[Records from a data collection]
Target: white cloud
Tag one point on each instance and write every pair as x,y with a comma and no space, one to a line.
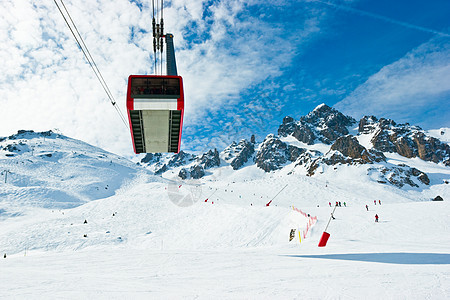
46,82
415,88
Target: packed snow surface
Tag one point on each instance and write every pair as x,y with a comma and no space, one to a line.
147,237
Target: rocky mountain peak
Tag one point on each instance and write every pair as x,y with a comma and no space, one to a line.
238,154
274,153
324,123
404,139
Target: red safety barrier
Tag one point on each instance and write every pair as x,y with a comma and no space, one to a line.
324,239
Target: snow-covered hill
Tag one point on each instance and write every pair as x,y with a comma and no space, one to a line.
77,221
46,169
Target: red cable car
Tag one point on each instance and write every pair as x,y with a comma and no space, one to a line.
155,106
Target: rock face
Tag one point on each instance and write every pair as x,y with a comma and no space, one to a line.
151,158
238,154
400,176
194,172
209,159
177,160
350,147
274,153
404,139
324,123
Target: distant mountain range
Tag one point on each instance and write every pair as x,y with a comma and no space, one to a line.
323,138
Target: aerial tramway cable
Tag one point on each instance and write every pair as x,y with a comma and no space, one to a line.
89,58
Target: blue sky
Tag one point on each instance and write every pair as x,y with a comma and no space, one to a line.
246,64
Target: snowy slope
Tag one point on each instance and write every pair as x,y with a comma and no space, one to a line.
50,170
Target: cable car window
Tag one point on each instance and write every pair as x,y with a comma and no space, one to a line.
155,87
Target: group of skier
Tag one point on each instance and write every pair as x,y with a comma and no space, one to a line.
338,203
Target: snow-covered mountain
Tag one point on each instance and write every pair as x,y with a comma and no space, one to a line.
47,169
323,141
77,221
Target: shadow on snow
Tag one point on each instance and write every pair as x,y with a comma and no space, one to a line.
388,258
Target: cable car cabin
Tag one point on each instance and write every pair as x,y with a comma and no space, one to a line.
155,106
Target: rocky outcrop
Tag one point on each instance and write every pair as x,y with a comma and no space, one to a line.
404,139
300,131
238,154
324,123
194,172
274,153
151,158
209,159
350,147
400,176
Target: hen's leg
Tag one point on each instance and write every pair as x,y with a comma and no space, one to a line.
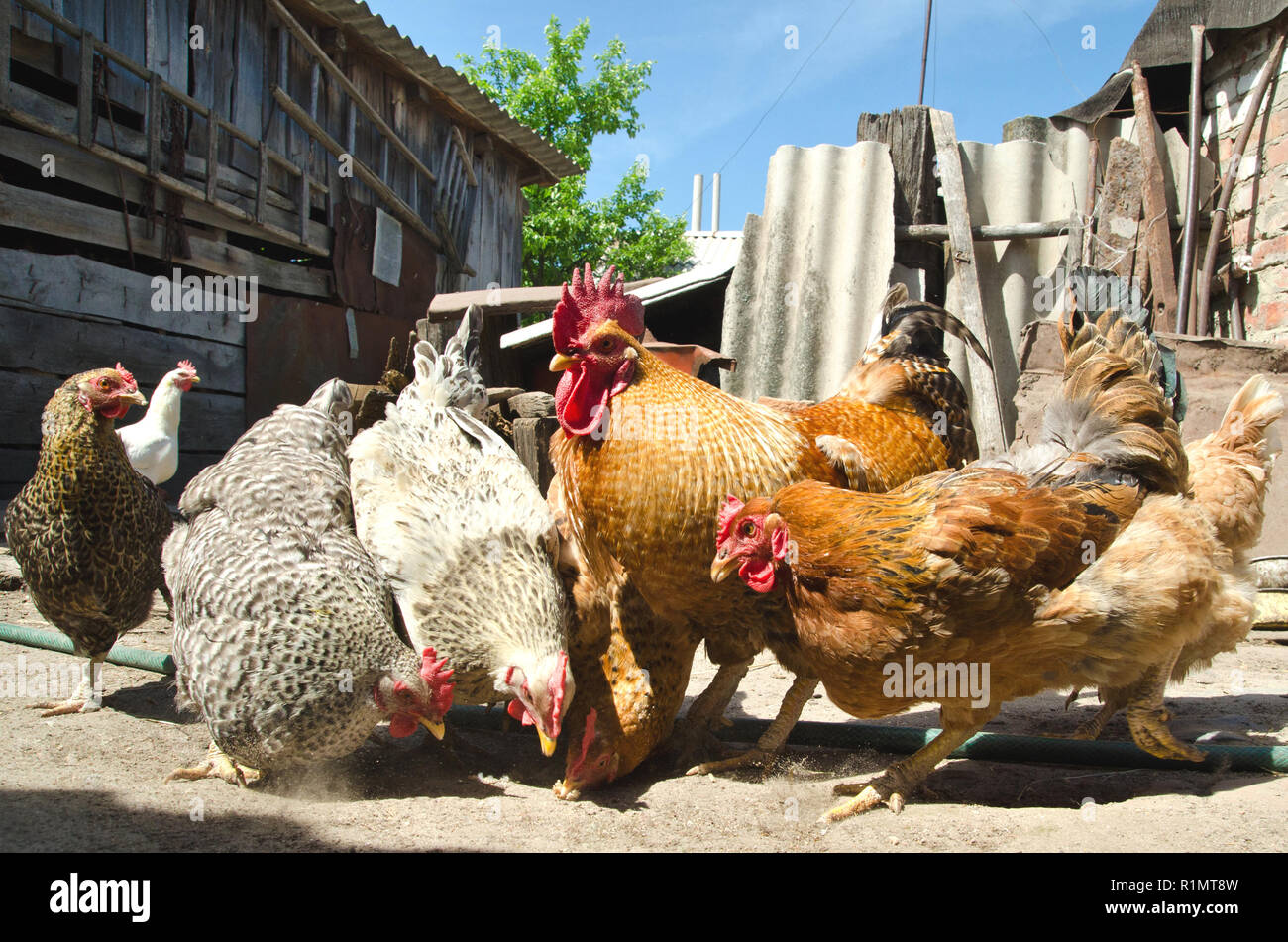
903,778
88,696
1113,699
218,765
1146,717
773,739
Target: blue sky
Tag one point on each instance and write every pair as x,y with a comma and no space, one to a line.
720,64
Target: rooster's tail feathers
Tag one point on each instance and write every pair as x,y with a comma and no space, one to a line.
452,378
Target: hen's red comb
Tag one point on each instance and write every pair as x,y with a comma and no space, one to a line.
127,374
728,511
587,304
437,675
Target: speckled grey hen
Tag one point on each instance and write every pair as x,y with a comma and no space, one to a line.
86,529
465,538
284,637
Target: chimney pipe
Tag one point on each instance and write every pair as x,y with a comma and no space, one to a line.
715,202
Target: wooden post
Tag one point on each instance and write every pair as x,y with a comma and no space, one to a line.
1157,233
986,394
915,198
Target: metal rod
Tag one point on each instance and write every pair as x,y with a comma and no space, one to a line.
1192,185
1205,292
925,50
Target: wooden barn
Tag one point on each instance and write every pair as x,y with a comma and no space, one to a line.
269,189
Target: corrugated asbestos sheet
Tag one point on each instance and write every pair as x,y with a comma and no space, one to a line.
449,82
811,271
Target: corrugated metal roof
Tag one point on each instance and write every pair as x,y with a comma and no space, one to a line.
806,292
449,82
716,249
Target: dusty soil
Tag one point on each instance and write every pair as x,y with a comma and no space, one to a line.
93,782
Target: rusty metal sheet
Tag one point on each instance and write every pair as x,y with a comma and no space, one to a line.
355,240
295,345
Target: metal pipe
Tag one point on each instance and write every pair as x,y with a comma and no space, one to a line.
1203,314
925,48
125,655
1192,184
715,202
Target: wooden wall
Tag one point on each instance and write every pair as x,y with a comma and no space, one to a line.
62,314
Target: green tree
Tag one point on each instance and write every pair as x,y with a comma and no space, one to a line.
563,228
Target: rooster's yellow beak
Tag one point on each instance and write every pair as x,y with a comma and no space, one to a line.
561,362
436,730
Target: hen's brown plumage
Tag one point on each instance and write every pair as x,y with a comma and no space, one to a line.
1087,567
644,497
86,529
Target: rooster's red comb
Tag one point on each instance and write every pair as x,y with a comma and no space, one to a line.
728,511
587,304
438,676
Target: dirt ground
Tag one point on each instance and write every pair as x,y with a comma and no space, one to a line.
93,782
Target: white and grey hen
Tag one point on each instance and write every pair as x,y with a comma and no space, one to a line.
465,538
283,626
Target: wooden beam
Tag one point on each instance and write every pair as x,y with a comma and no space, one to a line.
97,226
986,392
349,87
1155,233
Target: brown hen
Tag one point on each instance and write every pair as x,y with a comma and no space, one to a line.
86,529
1091,571
645,456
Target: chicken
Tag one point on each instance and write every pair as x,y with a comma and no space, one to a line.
153,443
1229,478
284,637
86,529
462,532
1094,569
644,457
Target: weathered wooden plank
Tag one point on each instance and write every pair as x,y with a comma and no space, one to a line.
210,422
97,172
1155,235
986,395
73,220
127,34
64,345
75,284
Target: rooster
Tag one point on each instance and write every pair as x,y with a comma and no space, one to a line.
284,637
460,529
153,443
86,529
1091,569
1229,478
644,456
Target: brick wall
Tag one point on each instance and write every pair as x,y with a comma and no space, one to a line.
1257,235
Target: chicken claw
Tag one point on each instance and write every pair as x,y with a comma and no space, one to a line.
1149,728
868,795
218,765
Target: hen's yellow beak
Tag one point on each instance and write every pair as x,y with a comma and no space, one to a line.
721,567
561,362
436,730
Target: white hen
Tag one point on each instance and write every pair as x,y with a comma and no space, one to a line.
460,529
153,443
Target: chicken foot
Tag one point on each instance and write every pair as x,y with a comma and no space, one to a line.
773,739
906,775
1146,715
88,696
218,765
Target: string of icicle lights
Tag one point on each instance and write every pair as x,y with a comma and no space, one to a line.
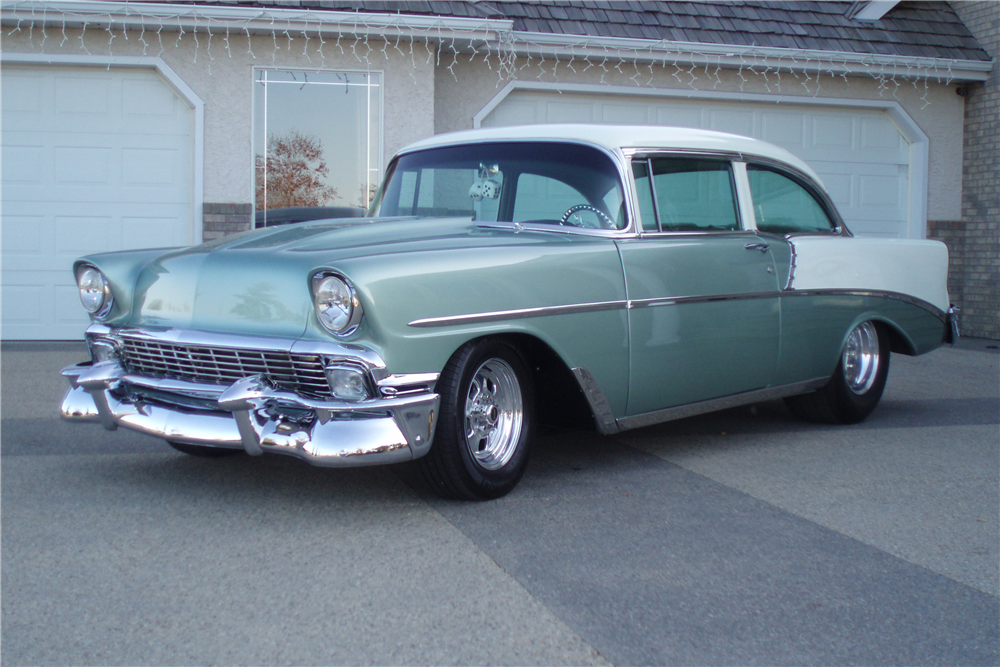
510,56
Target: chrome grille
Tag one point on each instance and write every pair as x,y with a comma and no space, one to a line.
302,373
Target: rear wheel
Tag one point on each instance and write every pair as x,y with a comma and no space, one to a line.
480,447
203,451
856,386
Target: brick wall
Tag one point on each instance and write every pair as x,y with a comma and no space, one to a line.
974,242
224,219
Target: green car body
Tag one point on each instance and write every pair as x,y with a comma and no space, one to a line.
635,322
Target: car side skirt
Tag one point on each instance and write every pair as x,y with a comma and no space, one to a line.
608,425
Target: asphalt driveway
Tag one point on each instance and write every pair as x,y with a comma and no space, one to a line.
739,538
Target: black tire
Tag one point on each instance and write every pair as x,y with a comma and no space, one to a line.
203,451
853,391
480,451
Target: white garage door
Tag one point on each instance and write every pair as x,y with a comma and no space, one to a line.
860,155
93,160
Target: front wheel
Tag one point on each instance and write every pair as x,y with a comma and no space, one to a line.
480,448
856,386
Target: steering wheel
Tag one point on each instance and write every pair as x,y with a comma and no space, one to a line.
603,220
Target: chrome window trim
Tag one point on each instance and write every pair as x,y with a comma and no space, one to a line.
648,154
617,157
518,227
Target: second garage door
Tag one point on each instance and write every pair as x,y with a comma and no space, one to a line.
860,155
93,160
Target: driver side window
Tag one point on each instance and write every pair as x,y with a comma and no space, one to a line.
539,198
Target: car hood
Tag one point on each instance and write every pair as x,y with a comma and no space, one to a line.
258,283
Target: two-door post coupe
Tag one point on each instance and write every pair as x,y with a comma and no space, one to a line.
504,276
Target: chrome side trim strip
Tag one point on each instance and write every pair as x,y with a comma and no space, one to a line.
605,420
520,313
735,400
670,300
501,315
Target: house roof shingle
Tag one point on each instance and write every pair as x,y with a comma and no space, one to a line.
915,28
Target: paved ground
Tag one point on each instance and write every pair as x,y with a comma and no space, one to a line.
738,538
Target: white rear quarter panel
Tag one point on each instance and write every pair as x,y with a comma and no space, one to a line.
915,268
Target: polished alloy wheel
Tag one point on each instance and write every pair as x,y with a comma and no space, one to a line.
493,414
861,358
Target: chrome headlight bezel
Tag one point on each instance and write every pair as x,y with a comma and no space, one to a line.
335,303
94,291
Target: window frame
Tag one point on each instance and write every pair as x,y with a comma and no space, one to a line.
729,159
808,184
622,166
380,167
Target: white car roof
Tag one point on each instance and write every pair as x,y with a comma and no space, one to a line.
617,137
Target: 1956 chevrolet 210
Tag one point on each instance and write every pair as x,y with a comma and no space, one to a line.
630,274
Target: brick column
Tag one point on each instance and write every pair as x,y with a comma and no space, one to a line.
224,219
974,242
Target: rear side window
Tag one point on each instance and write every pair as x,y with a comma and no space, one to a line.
782,206
688,194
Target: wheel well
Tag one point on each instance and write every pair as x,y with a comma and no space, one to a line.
559,400
898,342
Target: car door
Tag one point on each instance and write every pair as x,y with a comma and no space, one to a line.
702,290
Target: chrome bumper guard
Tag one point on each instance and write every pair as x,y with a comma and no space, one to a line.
254,416
952,334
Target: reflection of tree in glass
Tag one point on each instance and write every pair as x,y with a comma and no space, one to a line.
364,200
294,171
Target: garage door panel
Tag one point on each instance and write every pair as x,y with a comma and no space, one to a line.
733,121
24,164
94,160
784,129
83,164
22,98
571,112
679,116
26,303
624,114
23,235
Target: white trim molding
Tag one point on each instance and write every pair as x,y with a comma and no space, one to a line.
181,89
916,220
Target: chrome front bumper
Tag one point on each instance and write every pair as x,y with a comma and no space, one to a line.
253,416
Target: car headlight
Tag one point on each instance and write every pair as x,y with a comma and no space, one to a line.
337,306
95,293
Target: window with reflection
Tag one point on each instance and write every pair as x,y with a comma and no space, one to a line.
783,206
543,183
316,142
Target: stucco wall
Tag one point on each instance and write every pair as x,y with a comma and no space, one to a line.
458,99
224,81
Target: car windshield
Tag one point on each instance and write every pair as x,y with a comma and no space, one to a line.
537,182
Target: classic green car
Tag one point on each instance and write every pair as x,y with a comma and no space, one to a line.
631,275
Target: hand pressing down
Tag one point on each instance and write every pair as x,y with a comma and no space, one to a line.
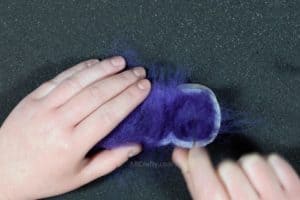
253,177
45,139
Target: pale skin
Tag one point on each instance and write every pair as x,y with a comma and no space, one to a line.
45,139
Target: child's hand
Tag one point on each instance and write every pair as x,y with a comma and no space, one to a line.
253,178
44,140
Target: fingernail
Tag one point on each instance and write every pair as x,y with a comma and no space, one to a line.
276,161
250,160
118,61
92,62
134,151
139,72
144,84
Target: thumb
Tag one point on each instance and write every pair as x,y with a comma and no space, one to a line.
107,161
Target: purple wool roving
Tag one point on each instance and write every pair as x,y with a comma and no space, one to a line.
175,113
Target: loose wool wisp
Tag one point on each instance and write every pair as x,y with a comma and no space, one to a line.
175,113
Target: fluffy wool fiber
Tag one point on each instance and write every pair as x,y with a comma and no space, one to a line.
174,113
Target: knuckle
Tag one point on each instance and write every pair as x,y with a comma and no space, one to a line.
89,63
128,76
73,83
109,116
226,166
131,93
94,91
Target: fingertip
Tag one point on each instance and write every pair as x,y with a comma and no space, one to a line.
179,156
118,61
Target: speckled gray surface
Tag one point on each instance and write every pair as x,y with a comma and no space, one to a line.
247,51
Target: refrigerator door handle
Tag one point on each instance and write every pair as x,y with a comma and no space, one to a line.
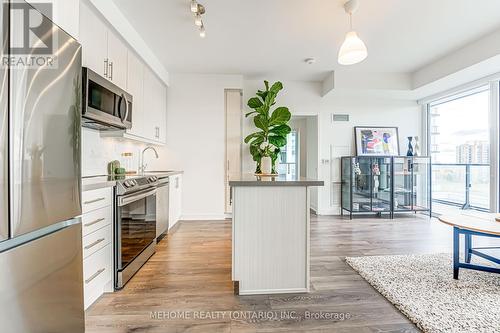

**What is needed:** Please set down exactly the lines from the first line of the data above through the line with "Target: red cable car", both included, leaving out the pictures.

**The answer:**
Target: white cloud
Tag one point on each instance and write every pair as x,y with a comma and no space, one to a line.
46,82
415,88
Target: packed snow surface
Tag one point on each instance and write every pair as x,y with a comma and no space, one to a line.
147,237
Target: rocky mountain peak
Tag one point on each instance and write every pair as x,y with a comma and no space, one to a line.
238,154
274,153
324,123
404,139
Target: red safety barrier
Tag one point on each instance and write every pair as x,y with a comma and no space, one to a line.
324,239
Target: snow-covered hill
Tag one point on each instance and write every pair as x,y with a comma and no space, one to a line.
77,221
46,169
Target: red cable car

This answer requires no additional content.